> **EXERCISE**
Every entry below must be copied exactly, with nothing left out.
-*-*-
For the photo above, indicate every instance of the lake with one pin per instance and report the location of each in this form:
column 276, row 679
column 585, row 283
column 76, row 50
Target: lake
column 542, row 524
-*-*-
> **OUTPUT BELOW**
For the photo above, indicate every instance of the lake with one pin per instance and report the location of each in this form:
column 276, row 679
column 585, row 283
column 76, row 50
Target: lake
column 542, row 524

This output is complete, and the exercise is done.